§ **MATERIAL TO PROCESS**:
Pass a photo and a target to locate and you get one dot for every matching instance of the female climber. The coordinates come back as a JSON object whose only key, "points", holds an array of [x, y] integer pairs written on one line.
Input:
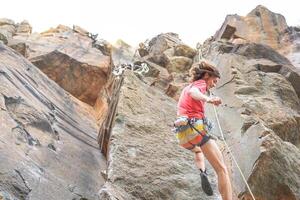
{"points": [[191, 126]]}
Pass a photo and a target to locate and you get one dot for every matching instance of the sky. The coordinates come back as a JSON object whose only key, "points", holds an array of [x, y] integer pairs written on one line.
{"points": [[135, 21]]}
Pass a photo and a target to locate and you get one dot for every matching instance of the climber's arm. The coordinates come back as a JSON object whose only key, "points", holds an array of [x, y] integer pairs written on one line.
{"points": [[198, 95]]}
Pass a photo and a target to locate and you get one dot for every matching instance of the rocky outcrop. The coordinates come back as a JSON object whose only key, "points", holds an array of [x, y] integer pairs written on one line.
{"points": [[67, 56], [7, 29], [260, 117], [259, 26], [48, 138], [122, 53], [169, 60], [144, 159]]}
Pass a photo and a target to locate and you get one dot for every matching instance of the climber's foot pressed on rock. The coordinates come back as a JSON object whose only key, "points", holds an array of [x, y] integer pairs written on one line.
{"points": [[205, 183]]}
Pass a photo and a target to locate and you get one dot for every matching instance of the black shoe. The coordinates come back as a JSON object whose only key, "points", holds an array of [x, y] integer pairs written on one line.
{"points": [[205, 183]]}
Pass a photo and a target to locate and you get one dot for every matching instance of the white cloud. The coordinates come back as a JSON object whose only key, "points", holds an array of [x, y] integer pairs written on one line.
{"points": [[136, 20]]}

--

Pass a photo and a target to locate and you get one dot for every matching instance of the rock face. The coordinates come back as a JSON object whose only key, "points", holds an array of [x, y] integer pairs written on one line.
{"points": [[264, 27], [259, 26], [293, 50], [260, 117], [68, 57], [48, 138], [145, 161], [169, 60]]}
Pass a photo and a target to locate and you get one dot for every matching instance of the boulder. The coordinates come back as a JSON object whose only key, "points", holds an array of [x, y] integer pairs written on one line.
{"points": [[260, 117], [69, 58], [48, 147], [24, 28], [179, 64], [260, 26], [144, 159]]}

==

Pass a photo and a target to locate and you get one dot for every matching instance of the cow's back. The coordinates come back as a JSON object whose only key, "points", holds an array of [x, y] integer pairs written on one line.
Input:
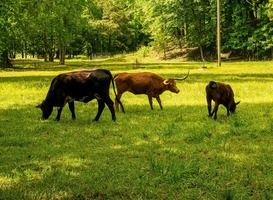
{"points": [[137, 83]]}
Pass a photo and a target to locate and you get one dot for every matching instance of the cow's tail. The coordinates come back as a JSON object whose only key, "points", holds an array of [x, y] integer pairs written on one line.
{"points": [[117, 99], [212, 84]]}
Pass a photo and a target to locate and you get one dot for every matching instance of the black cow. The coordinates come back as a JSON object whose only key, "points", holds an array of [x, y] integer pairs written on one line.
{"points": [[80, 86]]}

§ **PROBLEM**:
Extract each line of the items above that contains the word "climber".

§ **WRITTEN SOLUTION**:
Pass a photo and a target to locate and you get one dot for every matching instance of the female climber. The coordinates come back as a JSON object whose only key, "points", holds an array of [x, y] integer pairs written on one line.
Pass a photo and a target to locate and you get one dot for every matching instance of the climber's arm. The coordinates come back as a JSON object whose only key, "points", holds an array of [x, y] integer pairs written on one line.
Pass a photo and a target to locate and you get one dot for every matching instance of the climber's foot pressed on rock. The coordinates come back as a JSON object whose only key, "points", holds an array of [x, y] integer pairs written on one line.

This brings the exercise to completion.